* [Materials provided]:
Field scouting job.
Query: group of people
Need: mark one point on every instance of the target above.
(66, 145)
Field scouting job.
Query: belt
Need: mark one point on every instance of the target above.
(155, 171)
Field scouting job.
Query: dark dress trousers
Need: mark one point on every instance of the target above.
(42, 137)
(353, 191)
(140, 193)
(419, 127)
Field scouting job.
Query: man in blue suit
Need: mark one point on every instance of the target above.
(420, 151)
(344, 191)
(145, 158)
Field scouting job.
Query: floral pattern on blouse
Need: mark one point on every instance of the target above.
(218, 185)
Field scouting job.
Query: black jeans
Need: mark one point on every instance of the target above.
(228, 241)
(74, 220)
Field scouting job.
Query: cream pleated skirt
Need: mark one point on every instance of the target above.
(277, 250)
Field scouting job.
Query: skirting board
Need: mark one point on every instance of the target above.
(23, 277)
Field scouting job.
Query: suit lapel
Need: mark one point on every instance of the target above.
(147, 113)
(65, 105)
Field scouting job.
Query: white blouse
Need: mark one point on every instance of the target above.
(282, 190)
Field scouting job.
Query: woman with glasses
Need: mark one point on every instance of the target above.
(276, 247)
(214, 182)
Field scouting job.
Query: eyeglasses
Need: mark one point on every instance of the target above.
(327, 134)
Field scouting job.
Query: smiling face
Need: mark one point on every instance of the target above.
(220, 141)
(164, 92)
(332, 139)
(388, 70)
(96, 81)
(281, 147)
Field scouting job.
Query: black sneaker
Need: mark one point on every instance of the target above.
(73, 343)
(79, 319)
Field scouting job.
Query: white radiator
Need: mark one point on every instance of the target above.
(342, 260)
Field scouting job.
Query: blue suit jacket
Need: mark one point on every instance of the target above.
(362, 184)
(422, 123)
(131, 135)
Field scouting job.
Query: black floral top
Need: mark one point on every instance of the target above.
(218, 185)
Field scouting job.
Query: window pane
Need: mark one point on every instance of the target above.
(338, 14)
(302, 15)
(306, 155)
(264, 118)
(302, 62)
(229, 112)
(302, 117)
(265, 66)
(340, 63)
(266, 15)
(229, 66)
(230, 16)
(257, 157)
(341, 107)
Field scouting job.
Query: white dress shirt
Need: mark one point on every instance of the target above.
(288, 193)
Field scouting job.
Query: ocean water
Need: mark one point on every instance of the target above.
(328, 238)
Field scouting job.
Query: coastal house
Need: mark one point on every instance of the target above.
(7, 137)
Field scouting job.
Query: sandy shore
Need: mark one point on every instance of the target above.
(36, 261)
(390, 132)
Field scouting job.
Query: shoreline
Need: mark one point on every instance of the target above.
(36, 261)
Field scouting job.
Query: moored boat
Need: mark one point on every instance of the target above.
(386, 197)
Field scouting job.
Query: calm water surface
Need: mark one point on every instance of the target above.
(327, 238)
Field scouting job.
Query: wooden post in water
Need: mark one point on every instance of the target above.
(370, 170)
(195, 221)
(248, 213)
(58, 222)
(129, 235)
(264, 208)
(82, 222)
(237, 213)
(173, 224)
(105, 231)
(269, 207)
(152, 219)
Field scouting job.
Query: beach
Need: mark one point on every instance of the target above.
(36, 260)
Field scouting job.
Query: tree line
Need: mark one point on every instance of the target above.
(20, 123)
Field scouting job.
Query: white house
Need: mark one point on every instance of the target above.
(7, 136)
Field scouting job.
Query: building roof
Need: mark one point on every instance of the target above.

* [Problem description]:
Write the whole listing out again. Keep every line exactly as it is.

* [Answer in full]:
Field scouting job.
Query: group of people
Need: mark one point on every instance of the target above.
(66, 145)
Field scouting job.
Query: belt
Need: mark one point on every instance of the target above.
(155, 171)
Field scouting job.
Query: dark dress trousers
Need: mark one point on every instance of the target above.
(42, 137)
(353, 191)
(140, 193)
(419, 127)
Field scouting job.
Query: man in blue suit
Need: mark one point on every instance of the target above.
(420, 151)
(344, 191)
(145, 158)
Field scouting job.
Query: floral pattern on blouse
Need: mark one point on every instance of the target above.
(218, 185)
Field scouting job.
Query: black jeans
Need: mark one point on every instance of the target above.
(228, 241)
(74, 220)
Field scouting job.
Query: cream pleated skirt
Need: mark one point on every instance of the target above.
(277, 250)
Field scouting job.
Query: skirting board
Need: mark one point on every instance of the target above.
(23, 277)
Field scouting job.
Query: suit lapel
Need: mark one point on every instance of the target above.
(147, 113)
(65, 105)
Field scouting job.
Query: white blouse
Need: mark one point on every instance of the target above.
(282, 190)
Field scouting job.
Query: woman with glasses
Need: mark one point on every instance of the target above.
(276, 247)
(214, 182)
Field scouting job.
Query: eyeglasses
Need: mark one point on every instance of the target above.
(327, 134)
Field scouting job.
Query: smiling face
Need: mark one point on every instance of the target above.
(220, 141)
(164, 92)
(332, 139)
(388, 70)
(96, 81)
(281, 147)
Field scouting job.
Query: black sneaker
Need: mark one point on every instance of the target above.
(73, 343)
(79, 319)
Field scouting job.
Query: white radiator
Need: mark one point on every instance of the target above.
(342, 260)
Field scouting job.
Query: blue suit jacket
Need: mark one point on every instance of the target above.
(362, 184)
(422, 123)
(131, 135)
Field scouting job.
Query: black floral top
Need: mark one point on every instance of the target above.
(218, 185)
Field scouting job.
Query: window pane
Need: mark one point on every instance of the target above.
(338, 14)
(302, 15)
(306, 155)
(264, 118)
(302, 62)
(229, 112)
(302, 117)
(265, 66)
(340, 63)
(266, 15)
(229, 66)
(230, 16)
(257, 157)
(341, 107)
Field scouting job.
Query: white dress shirt
Need: mark one point on every instance of the target above.
(288, 193)
Field scouting job.
Query: ocean water
Need: mark one point on every instance of the target above.
(328, 238)
Field scouting job.
Query: coastal house
Need: mark one point on every instance of the target above.
(7, 137)
Field scouting job.
Query: sandy shore
Need: mark one point on every instance of the target above.
(36, 261)
(390, 132)
Field scouting job.
Query: shoreline
Need: mark one point on every instance of the target above.
(36, 261)
Field scouting job.
Query: moored boat
Need: mark one point on every instance of the target above.
(386, 197)
Field scouting job.
Query: calm water surface
Need: mark one point on every instance of the target above.
(327, 238)
Field scouting job.
Query: wooden post in water
Need: mark one point on every instance of the target above.
(370, 170)
(195, 221)
(248, 213)
(58, 222)
(129, 235)
(264, 208)
(82, 222)
(237, 213)
(173, 224)
(105, 231)
(269, 207)
(152, 219)
Field scouting job.
Query: beach
Need: mark one point on every instance of the target above.
(36, 260)
Field scouting job.
Query: tree line
Need: mark one point on every instance of the target above.
(20, 123)
Field scouting job.
Query: white house
Need: mark one point on every instance of the target above.
(7, 136)
Field scouting job.
Query: building roof
Need: mark one point on every instance of the target above.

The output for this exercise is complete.